More details about investor classes can be found on Lending Loops FAQ page. Lenders can change their investment status at any time. I’m currently an eligible investor.
After the end of each calendar year, Lending Loop will provide lenders with a summary of their income interest (T5) and capital losses earned through the platform for investors to include on their personal tax return.
How Does Lending Loop Make Money?
Lending Loop has 2 primary revenue streams. (Information below from 2017 Reddit AMA)
1) On the lender side it charges a 1.5% servicing fee (annualized). This is essentially a spread on the rate the borrower pays to lenders and what the lenders’ receive. This fee exists for two reasons:
- In the event Lending Loop goes out of business, there will be a spread for a third party servicer to collect a fee to continue to service the loan book.
- This fee makes up a large amount of Lending Loop’s overall revenue which means it incentivizes the company to list and originate loans that have a high likelihood of repaying.
2) On the borrower side, LL charges an origination fee that ranges from 3.5% to 6.5%. This fee encompasses all costs to originate the loan including: credit reports, government searches, third-party data collection and fees to register the security. This fee is only applied if the loan request is successfully funded. (more details
Additionally Lending Loop will charge fees when collecting late payments, and dealing with collections in the event of default.
- NSF – Lending Loop may charge a fee of up to $25.00 if a payment is returned as NSF.
- Late Payment – If the borrower misses a monthly repayment and is unable to rectify it within 1 business day, the payment will be considered as overdue. Late payments that are not rectified within 7 days will incur a fee equal to 15% of the outstanding loan payment(s) which will be charged to the borrower.
- Collection Fee – The collection fee may go up to 35% of the amount recovered if a collection action must be taken.
More details about Lending Loop fees.
Potential Risks Associated with Lending Loop
Like any investment, there are risk involved with Canadian P2P lending, especially when the posted interest rates can be very high. Here are some risks to be aware of.
- Default Risk – A loan could go bad and the borrower refuses to pay. Lending Loop does have a loan recovery system in place. But in these situations investors will only get a portion of their principal back.
- Management Risk – Lending Loop could run into financial or management problems internally. Fortunately any money in an investor’s Lending Loop account is fully protected as it is held in trust in a dedicated account at a Canadian Chartered Bank. If Lending Loop goes bankrupt, lenders using the platform will not lose their money. But it will be an inconvenience.
- Liquidity Risk – Notes issued by Loop Funding may never become liquid, so investors are expected to hold each loan to maturity.
Because crowdfunding small business loans is so new to the Canadian landscape investors should use caution when investing with Lending Loop. Personally I would not feel comfortable putting any more than 5% of my net worth into a peer to peer platform at this point in time. That’s why I only started with a $20,000 investment, just to test the waters. But over time as P2P becomes more established I may increase my exposure to this type of investment.
The best way to invest in Lending Loop
As a non-traditional investment, Lending Loop may not be for every investor due to its unique set of risks and relatively short operating history. But if you decide to invest in this platform, here are 3 strategies to consider. 😀
- The Low Risk Strategy
Only invest in loans in the A or A+ risk bands. This will give you a blended account yield of roughly 6% per year, net of fees. Setting aside 1% as the cost for loan loss provision the expected pre-tax return on this portfolio is 5% per year.

•••••

** Instruction 1 **
Count how many lines of the entries below contain the string "tree". Give only the number.

•••••

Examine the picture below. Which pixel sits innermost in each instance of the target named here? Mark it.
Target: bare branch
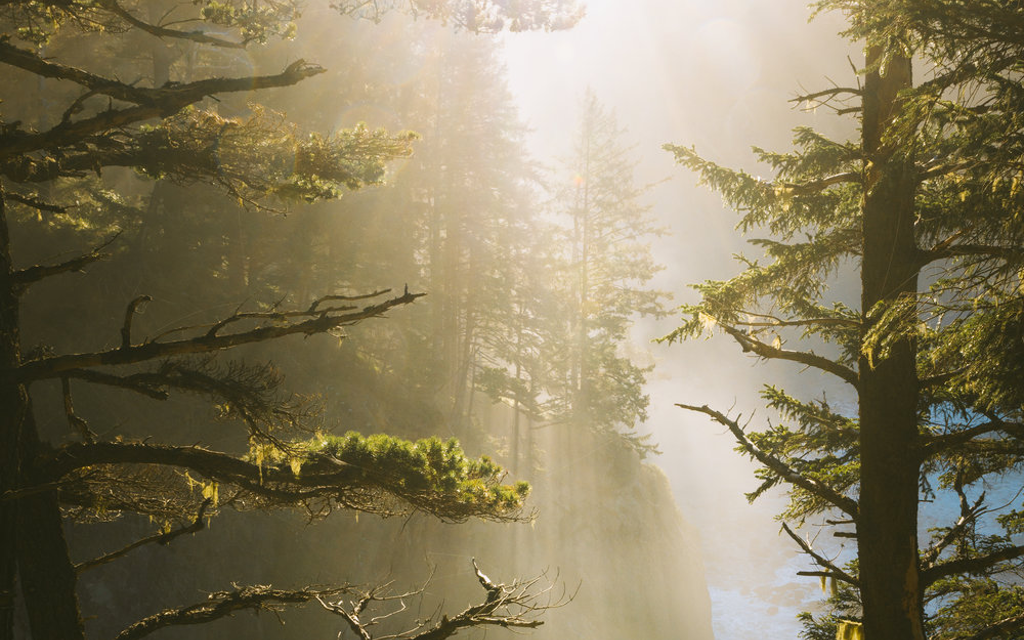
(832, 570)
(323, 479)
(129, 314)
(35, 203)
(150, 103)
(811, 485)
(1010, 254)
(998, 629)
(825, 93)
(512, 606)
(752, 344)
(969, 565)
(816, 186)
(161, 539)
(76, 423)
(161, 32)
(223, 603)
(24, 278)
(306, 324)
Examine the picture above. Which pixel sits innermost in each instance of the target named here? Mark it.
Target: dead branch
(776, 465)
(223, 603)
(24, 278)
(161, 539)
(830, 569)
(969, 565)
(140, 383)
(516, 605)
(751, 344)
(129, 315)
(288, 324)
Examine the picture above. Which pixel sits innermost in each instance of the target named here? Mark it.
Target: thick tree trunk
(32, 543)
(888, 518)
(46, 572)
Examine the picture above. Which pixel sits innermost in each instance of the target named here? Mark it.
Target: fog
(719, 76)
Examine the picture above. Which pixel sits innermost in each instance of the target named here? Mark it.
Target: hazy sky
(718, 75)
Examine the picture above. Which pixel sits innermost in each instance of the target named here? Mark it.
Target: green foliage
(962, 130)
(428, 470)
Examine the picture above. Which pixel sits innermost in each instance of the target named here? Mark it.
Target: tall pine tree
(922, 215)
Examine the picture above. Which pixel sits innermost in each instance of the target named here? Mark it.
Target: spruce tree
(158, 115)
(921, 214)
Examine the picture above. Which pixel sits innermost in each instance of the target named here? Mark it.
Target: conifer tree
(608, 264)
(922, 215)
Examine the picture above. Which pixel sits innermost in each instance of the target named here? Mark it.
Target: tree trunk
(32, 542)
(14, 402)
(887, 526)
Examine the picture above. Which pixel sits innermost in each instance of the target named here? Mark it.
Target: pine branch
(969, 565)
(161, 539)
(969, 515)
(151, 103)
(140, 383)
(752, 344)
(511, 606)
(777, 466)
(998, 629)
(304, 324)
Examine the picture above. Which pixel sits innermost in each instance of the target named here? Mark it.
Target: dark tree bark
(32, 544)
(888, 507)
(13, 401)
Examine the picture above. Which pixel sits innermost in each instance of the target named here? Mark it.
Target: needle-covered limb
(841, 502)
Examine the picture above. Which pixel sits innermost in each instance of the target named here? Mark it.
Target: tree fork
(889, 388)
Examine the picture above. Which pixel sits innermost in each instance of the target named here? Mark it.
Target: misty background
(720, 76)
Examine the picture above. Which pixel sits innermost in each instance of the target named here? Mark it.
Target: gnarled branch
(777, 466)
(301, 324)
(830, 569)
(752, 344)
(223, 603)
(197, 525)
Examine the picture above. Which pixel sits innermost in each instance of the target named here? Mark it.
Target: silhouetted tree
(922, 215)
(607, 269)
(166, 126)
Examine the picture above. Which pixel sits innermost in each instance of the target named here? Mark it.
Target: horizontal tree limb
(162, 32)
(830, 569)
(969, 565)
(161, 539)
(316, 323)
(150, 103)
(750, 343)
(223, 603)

•••••

** Instruction 2 **
Name every risk listed under the heading "Potential Risks Associated with Lending Loop" in the Lending Loop article above.

** Complete answer 1 **
9

** Complete answer 2 **
Default Risk, Management Risk, Liquidity Risk